Aim ▸ Rewrite the records below, substituting "mark one point" for every occurrence of "place one point" and leaving all other text unchanged.

Location identification entries ▸
-=-=-=-=-

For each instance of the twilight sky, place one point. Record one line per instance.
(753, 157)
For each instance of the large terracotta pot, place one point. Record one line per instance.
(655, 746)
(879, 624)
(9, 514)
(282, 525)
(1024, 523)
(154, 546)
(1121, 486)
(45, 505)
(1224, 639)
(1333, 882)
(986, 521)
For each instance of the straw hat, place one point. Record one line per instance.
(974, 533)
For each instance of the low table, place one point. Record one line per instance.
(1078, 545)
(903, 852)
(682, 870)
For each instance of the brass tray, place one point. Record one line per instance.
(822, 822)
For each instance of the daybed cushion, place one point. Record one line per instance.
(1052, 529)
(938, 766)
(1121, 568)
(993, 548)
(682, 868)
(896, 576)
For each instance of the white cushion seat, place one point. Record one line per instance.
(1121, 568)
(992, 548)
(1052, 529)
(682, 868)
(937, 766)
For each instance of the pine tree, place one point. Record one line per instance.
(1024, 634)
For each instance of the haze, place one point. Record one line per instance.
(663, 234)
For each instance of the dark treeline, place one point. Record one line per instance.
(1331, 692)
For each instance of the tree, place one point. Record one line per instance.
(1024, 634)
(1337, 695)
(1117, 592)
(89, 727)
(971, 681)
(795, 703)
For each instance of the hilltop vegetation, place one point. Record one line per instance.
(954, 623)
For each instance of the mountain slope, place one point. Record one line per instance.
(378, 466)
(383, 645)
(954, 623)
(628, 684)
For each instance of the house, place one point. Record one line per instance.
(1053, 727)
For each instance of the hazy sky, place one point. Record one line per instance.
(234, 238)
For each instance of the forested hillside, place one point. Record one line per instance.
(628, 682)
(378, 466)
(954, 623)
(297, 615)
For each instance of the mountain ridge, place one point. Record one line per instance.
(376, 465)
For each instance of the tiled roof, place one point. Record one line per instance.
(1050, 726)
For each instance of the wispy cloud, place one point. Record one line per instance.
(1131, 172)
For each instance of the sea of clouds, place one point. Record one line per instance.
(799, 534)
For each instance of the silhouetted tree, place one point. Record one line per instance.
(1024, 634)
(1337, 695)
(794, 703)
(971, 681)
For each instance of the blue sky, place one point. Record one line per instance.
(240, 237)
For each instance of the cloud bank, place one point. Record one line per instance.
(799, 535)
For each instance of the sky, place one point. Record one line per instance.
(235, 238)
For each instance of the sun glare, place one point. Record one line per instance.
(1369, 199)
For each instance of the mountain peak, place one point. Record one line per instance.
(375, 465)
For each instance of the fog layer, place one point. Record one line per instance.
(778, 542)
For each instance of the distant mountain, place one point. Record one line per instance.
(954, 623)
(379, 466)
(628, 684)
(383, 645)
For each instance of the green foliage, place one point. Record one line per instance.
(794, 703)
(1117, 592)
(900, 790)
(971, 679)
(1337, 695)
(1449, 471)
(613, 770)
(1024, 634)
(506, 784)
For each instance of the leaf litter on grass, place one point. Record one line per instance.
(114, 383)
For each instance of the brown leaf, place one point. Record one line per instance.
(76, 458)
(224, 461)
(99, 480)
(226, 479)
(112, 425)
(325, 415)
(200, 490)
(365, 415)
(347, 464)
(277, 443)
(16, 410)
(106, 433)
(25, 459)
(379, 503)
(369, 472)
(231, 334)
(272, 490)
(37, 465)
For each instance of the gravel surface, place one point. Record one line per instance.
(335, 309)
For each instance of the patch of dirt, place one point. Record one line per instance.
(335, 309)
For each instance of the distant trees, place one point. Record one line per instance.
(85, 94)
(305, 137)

-=-=-=-=-

Written solution ▸
For each instance of the twilight sky, mark one point. Record one line per instance.
(753, 157)
For each instance of the large terracotta pot, mark one point. Record one line per instance.
(655, 746)
(879, 624)
(9, 514)
(282, 525)
(1024, 523)
(154, 546)
(1121, 486)
(45, 505)
(1224, 639)
(1333, 882)
(986, 521)
For each instance of the straw hat, mark one point. Record one line per instance.
(974, 533)
For each instance of the low table, mark one point. Record one line per instance.
(1078, 545)
(903, 852)
(682, 870)
For each instance of the brass tray, mark one point. Record one line per instance.
(822, 822)
For each instance of the daybed cushion, mark one point. Record one line per instance.
(1052, 529)
(938, 766)
(1121, 568)
(993, 548)
(682, 868)
(896, 576)
For each instance of the white cushion seat, mark one point. Record one line per instance.
(1121, 568)
(992, 548)
(1052, 529)
(682, 868)
(937, 766)
For each instance of the pine tree, mark one point. Record one line per instance.
(1024, 634)
For each instance of the haze, mark one point. Record one line per instance.
(663, 234)
For each instance of the dark treeline, mark one point. Record one line per instance.
(1331, 692)
For each instance of the tree, mark one point. Record one line per instance.
(1024, 634)
(1337, 695)
(1117, 592)
(89, 727)
(971, 681)
(795, 703)
For each instance of the hilltop vegetation, mark one point. Record one line per instance.
(954, 623)
For each instance of the mountain slope, mark one point. Record one line per instance.
(378, 466)
(383, 645)
(954, 623)
(628, 684)
For each instance of the house, mark one point. Record one line per instance.
(1053, 727)
For each instance of the hazy sky, mark one point. Record one line per instance.
(234, 238)
For each instance of the forested hillside, mark one point. Record one line per instance.
(628, 682)
(378, 466)
(954, 623)
(297, 615)
For each instance of the mountain ridge, mark one point. Record one line per instance.
(376, 465)
For each instance of the tiled roof, mark one point. Record one line per instance.
(1050, 726)
For each instance of the wispy cloud, mark one point. Record one line per instance.
(1131, 172)
For each instance of the sea of clouds, mark one point. Record one line per instance.
(799, 534)
For each instance of the silhouetted tree, mark one point. Record one line per instance.
(1024, 634)
(1337, 695)
(794, 703)
(971, 681)
For each instance of the blue sky, mark one point. Record one line per instance.
(240, 237)
For each instance of the cloud bank, mark one point. Record one line per instance.
(799, 535)
For each instance of the sky, mark one point. Record one line per instance.
(235, 238)
For each instance of the sun glare, mark one point. Record one line per instance.
(1369, 199)
For each instance of the mountain peak, mark one point. Record one line per instance.
(375, 465)
For each instance of the fog layer, mark one point. Record one line per instance.
(778, 542)
For each instance of the distant mountain, mark one point. Record one line per instance.
(954, 623)
(379, 466)
(628, 684)
(383, 645)
For each instance of the green foliage, mark one point. Record one line per instance.
(794, 703)
(1117, 592)
(900, 790)
(971, 679)
(1337, 695)
(1449, 471)
(613, 770)
(1024, 634)
(506, 784)
For each instance of the leaf litter on grass, mark one point. Record one line per instance.
(114, 383)
For each instance of the brown leaf, mark one point. Record one line per instance.
(76, 458)
(224, 461)
(99, 480)
(226, 479)
(112, 425)
(325, 415)
(200, 490)
(365, 415)
(347, 464)
(277, 443)
(16, 410)
(106, 433)
(25, 459)
(379, 503)
(369, 472)
(231, 334)
(272, 490)
(37, 465)
For each instance of the gravel surface, mark one point. Record one line per instance.
(335, 309)
For each instance of the patch of dirt, mark one point. Record one line per instance.
(335, 309)
For each instance of the distant trees, mark one point. Record one line per instance.
(85, 94)
(305, 137)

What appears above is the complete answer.